Records drawn from a dataset:
----

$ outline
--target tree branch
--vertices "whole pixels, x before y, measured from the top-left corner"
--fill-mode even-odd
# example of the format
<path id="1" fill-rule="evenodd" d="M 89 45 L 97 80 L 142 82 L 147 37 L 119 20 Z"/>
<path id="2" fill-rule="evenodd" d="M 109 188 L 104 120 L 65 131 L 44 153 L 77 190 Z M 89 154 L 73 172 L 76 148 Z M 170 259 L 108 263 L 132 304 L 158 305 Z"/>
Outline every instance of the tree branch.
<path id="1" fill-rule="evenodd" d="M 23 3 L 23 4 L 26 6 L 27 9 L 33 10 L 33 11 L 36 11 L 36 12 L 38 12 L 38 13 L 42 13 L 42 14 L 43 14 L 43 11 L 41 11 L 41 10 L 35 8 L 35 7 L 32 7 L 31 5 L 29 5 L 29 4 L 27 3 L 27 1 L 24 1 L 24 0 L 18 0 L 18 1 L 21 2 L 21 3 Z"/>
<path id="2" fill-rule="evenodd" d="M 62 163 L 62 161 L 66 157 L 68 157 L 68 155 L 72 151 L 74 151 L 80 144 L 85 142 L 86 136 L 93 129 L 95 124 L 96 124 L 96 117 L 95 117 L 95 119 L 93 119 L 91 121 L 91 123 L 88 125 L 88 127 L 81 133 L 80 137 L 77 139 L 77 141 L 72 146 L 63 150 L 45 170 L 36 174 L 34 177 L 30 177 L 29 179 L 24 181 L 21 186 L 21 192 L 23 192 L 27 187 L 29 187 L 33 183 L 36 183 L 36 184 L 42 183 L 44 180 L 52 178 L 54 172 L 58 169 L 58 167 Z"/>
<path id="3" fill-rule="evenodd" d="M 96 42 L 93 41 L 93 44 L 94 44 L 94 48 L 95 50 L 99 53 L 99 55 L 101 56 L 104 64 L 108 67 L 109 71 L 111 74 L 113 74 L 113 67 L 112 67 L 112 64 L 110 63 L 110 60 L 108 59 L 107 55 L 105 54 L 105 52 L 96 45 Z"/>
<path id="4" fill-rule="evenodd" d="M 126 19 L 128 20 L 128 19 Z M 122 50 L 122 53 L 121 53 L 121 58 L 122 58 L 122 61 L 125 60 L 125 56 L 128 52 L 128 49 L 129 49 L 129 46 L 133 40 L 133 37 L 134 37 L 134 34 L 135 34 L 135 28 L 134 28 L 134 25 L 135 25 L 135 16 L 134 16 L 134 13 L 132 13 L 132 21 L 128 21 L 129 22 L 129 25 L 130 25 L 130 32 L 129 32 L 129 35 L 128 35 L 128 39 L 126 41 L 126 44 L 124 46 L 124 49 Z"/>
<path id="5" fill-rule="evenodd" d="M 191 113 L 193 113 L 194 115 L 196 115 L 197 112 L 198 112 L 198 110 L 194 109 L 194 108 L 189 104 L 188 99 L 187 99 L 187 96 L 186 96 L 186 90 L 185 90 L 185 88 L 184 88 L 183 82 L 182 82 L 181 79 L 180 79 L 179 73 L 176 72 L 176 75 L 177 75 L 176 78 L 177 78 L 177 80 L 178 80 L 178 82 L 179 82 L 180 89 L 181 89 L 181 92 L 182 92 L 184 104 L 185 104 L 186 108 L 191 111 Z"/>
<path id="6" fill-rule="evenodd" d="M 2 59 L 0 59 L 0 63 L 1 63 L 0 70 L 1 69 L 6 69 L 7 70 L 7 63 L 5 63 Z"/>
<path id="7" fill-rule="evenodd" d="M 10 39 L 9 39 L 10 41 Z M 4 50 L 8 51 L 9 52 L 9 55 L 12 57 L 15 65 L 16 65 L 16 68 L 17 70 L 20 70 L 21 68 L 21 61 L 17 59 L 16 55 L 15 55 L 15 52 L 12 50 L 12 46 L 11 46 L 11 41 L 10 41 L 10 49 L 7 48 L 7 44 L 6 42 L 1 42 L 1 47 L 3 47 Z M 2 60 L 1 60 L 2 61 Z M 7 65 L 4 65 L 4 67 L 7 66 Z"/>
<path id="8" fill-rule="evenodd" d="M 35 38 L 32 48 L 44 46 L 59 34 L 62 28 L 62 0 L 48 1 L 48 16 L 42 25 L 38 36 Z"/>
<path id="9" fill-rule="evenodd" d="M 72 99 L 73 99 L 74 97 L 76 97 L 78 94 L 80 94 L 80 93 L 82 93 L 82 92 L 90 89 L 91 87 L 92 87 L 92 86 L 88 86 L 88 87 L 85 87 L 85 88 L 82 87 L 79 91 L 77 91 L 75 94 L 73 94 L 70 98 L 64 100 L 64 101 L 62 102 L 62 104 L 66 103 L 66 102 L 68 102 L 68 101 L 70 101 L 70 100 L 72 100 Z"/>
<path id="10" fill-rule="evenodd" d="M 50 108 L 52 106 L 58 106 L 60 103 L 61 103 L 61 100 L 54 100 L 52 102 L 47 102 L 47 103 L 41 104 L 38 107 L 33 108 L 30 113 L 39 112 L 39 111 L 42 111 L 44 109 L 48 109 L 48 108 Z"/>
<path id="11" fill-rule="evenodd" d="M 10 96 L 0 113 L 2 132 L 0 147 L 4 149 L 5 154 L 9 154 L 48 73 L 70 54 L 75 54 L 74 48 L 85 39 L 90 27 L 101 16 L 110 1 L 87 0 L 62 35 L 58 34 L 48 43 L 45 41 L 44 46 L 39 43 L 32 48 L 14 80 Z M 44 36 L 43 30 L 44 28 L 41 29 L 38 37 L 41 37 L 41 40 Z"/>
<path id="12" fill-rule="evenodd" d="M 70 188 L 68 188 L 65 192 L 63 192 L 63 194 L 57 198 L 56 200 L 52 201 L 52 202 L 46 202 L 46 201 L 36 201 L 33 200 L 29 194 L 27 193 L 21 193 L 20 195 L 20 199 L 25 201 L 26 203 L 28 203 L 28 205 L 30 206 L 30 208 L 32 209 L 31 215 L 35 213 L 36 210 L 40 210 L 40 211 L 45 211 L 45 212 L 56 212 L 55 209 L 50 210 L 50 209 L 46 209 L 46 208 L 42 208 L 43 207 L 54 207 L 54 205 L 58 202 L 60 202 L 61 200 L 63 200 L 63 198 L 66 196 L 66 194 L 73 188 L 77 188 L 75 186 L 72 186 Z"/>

----

Whatever lines appear above, reproduce every one of them exactly.

## [Task result]
$ outline
--target tree branch
--vertices "whole pixels, x before y, measured from the top-left corner"
--fill-mode even-odd
# example of the format
<path id="1" fill-rule="evenodd" d="M 89 45 L 97 80 L 142 82 L 147 37 L 119 20 Z"/>
<path id="2" fill-rule="evenodd" d="M 109 188 L 104 120 L 65 131 L 44 153 L 77 190 Z M 89 154 L 73 172 L 76 148 Z M 170 259 L 108 263 L 132 304 L 158 305 Z"/>
Outline every instance of the tree branch.
<path id="1" fill-rule="evenodd" d="M 23 3 L 23 4 L 26 6 L 27 9 L 33 10 L 33 11 L 36 11 L 36 12 L 38 12 L 38 13 L 42 13 L 42 14 L 43 14 L 43 11 L 41 11 L 41 10 L 35 8 L 35 7 L 32 7 L 31 5 L 29 5 L 29 4 L 27 3 L 27 1 L 24 1 L 24 0 L 18 0 L 18 1 L 21 2 L 21 3 Z"/>
<path id="2" fill-rule="evenodd" d="M 62 163 L 62 161 L 66 157 L 68 157 L 68 155 L 72 151 L 74 151 L 80 144 L 85 142 L 86 136 L 93 129 L 95 124 L 96 124 L 96 117 L 95 117 L 95 119 L 93 119 L 91 121 L 91 123 L 88 125 L 88 127 L 81 133 L 80 137 L 77 139 L 77 141 L 72 146 L 63 150 L 45 170 L 36 174 L 34 177 L 30 177 L 29 179 L 24 181 L 21 186 L 21 192 L 23 192 L 27 187 L 29 187 L 33 183 L 36 183 L 36 184 L 42 183 L 44 180 L 52 178 L 54 172 L 58 169 L 58 167 Z"/>
<path id="3" fill-rule="evenodd" d="M 96 42 L 93 41 L 93 44 L 94 44 L 94 48 L 95 50 L 99 53 L 99 55 L 101 56 L 104 64 L 108 67 L 109 71 L 111 74 L 113 74 L 113 67 L 112 67 L 112 64 L 110 63 L 110 60 L 108 59 L 107 55 L 105 54 L 105 52 L 96 45 Z"/>
<path id="4" fill-rule="evenodd" d="M 126 19 L 128 20 L 128 19 Z M 122 50 L 122 53 L 121 53 L 121 58 L 122 58 L 122 61 L 125 60 L 125 56 L 128 52 L 128 49 L 129 49 L 129 46 L 133 40 L 133 37 L 134 37 L 134 34 L 135 34 L 135 28 L 134 28 L 134 25 L 135 25 L 135 16 L 134 16 L 134 13 L 132 13 L 132 21 L 128 21 L 129 22 L 129 25 L 130 25 L 130 32 L 129 32 L 129 35 L 128 35 L 128 39 L 126 41 L 126 44 L 124 46 L 124 49 Z"/>
<path id="5" fill-rule="evenodd" d="M 191 113 L 193 113 L 194 115 L 196 115 L 197 112 L 198 112 L 198 110 L 194 109 L 194 108 L 189 104 L 188 99 L 187 99 L 187 96 L 186 96 L 186 90 L 185 90 L 185 88 L 184 88 L 183 82 L 182 82 L 181 79 L 180 79 L 179 73 L 176 72 L 176 75 L 177 75 L 176 78 L 177 78 L 177 80 L 178 80 L 178 82 L 179 82 L 180 89 L 181 89 L 181 92 L 182 92 L 184 104 L 185 104 L 186 108 L 191 111 Z"/>
<path id="6" fill-rule="evenodd" d="M 2 59 L 0 59 L 0 63 L 1 63 L 0 70 L 1 69 L 6 69 L 7 70 L 7 63 L 5 63 Z"/>
<path id="7" fill-rule="evenodd" d="M 10 39 L 9 39 L 10 41 Z M 4 50 L 8 51 L 9 52 L 9 55 L 12 57 L 15 65 L 16 65 L 16 68 L 17 70 L 20 70 L 21 68 L 21 61 L 17 59 L 16 55 L 15 55 L 15 52 L 12 50 L 12 46 L 11 46 L 11 41 L 10 41 L 10 49 L 7 48 L 7 44 L 6 42 L 1 42 L 1 47 L 3 47 Z M 2 60 L 1 60 L 2 61 Z M 7 65 L 4 65 L 4 67 L 7 66 Z"/>
<path id="8" fill-rule="evenodd" d="M 35 38 L 32 48 L 44 46 L 59 34 L 62 28 L 62 0 L 48 1 L 48 16 L 42 25 L 38 36 Z"/>
<path id="9" fill-rule="evenodd" d="M 72 99 L 73 99 L 74 97 L 76 97 L 78 94 L 80 94 L 80 93 L 82 93 L 82 92 L 90 89 L 91 87 L 92 87 L 92 86 L 88 86 L 88 87 L 85 87 L 85 88 L 82 87 L 79 91 L 77 91 L 75 94 L 73 94 L 70 98 L 64 100 L 64 101 L 62 102 L 62 104 L 66 103 L 66 102 L 68 102 L 68 101 L 70 101 L 70 100 L 72 100 Z"/>
<path id="10" fill-rule="evenodd" d="M 50 108 L 52 106 L 58 106 L 60 103 L 61 103 L 61 100 L 54 100 L 52 102 L 47 102 L 47 103 L 41 104 L 38 107 L 33 108 L 30 113 L 39 112 L 39 111 L 42 111 L 44 109 L 48 109 L 48 108 Z"/>
<path id="11" fill-rule="evenodd" d="M 10 96 L 0 113 L 2 132 L 0 147 L 4 149 L 5 154 L 9 154 L 48 73 L 70 54 L 75 54 L 74 48 L 85 39 L 90 27 L 101 16 L 110 1 L 87 0 L 62 35 L 58 34 L 48 43 L 45 41 L 44 46 L 39 43 L 32 48 L 14 80 Z M 44 36 L 43 30 L 44 28 L 41 29 L 38 37 L 41 37 L 41 40 Z"/>
<path id="12" fill-rule="evenodd" d="M 70 188 L 68 188 L 65 192 L 63 192 L 63 194 L 57 198 L 56 200 L 52 201 L 52 202 L 46 202 L 46 201 L 36 201 L 33 200 L 29 194 L 27 193 L 21 193 L 20 195 L 20 199 L 25 201 L 26 203 L 28 203 L 28 205 L 30 206 L 30 208 L 32 209 L 31 215 L 35 213 L 36 210 L 40 210 L 40 211 L 45 211 L 45 212 L 56 212 L 55 209 L 50 210 L 50 209 L 46 209 L 46 208 L 42 208 L 43 207 L 54 207 L 54 205 L 58 202 L 60 202 L 61 200 L 63 200 L 63 198 L 66 196 L 66 194 L 73 188 L 77 188 L 75 186 L 72 186 Z"/>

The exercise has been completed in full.